* DOCUMENT EXTRACT:

· · · · · · ·

The Russian army later claimed for a second day in a row that it had taken “more advantageous lines and positions” after “offensive operations” in the Zaporizhia region…. In its daily report on Sunday, the Ukrainian army said “more than 15 settlements were affected by artillery fire” in Zaporizhia…. He also said this week that fighting has “sharply increased” in the southern region.” (“Russia advances towards two towns in Ukraine’s Zaporizhia region”, AlJazeera)
Typically, I wouldn’t spend much time on a topic for which there is so little evidence and so much speculation. But people are following events very closely in Ukraine because they want to know what Putin plans to do with the 550,000 combat troops that are presently scattered across the theatre or gathered along the perimeter in Belarus. The assumption is that Putin will use these forces in a winter offensive that could dramatically impact the course of the war. I agree with that assumption, but I’m not entirely convinced that the fighting in the south proves that the offensive has already started. Even so, the buzz on the Telegram channels and Twitter is hard to ignore and could indicate that my skepticism is unwarranted. For example, here are a few blurbs from independent sites that suggest the offensive is already underway:
The Russian Army is still actively advancing in the #Zaporozhye direction, the front has been pressed to a depth of 7km. At the moment our advance in three directions on the #Orekhov section. On the west side there is fighting for #Novoandreyevka and #Shcherbaki, on the east for #Belogorye and Malaya Tokmachka, on the southeast there is fighting for #Novodanilovka, which is only 6.5 km from #Orekhov. A defensive breakthrough here will allow the RF Armed Forces to develop an offensive in several directions at once, literally cutting the AFU grouping into two parts. Telegram
The Russian army continues its offensive on the Zaporozhye Front
The troops of the Southern and Eastern military districts are conducting an offensive on a wide front – up to 60 km (in the Vasilyevsky and Pologovsky districts).

· · · · · · ·

* INSTRUCTION: Can you carry on the commentary on the Russian offensive in Zaporizhia from the point where it stops? The lines that follow have nothing to do with the commentary on the Zaporizhia fighting.

* SOURCE MATERIAL:
· · · · · · ·

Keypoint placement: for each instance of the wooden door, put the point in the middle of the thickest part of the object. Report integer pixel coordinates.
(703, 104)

· · · · · · ·

* EXERCISE RESULT:
The advance of troops is slowed down due to many minefields.
The offensive is going according to plan: close fights in several areas. Fortified positions and regions of the enemy are actively treated with bombs, mines, and howitzer shells; only then come armored vehicles with infantry.
According to the General Staff of the Armed Forces of Ukraine in the Zaporozhye direction, the RF Armed Forces are hitting the Armed Forces of Ukraine with all types of weapons in areas of more than 25 settlements, including Olgovskoe, Gulyaipole, Volshebnoe, Novodanilovka, Kamenskoe and Plavni of the Zaporozhye region, Vremovka and Novopol DNR.
This is just a small sampling of the postings that have been flooding various sites for the last few days. A great number of the comments are from people who appear to have first-hand knowledge of events on the battlefield. I can’t speak for their accuracy, but the volume of reports (and their intensity) suggest that something out-of-the-ordinary is taking place.
There’s also a new post at Moon of Alabama in which Bernard states unequivocally that the offensive is already underway. Here’s what he said:
The long expected Russian offensive in Ukraine has begun….
I and others have suggested for quite some time that the Russian forces will use the southern Zaporizhia region for a large thrust into the far back of the Ukrainian forces around Bakhmut…
The Russian moves against the third and fourth Ukrainian defense lines will likely be supported by a move from the south that will liberate the rest of the Zaporiziha and Donetsk oblast…..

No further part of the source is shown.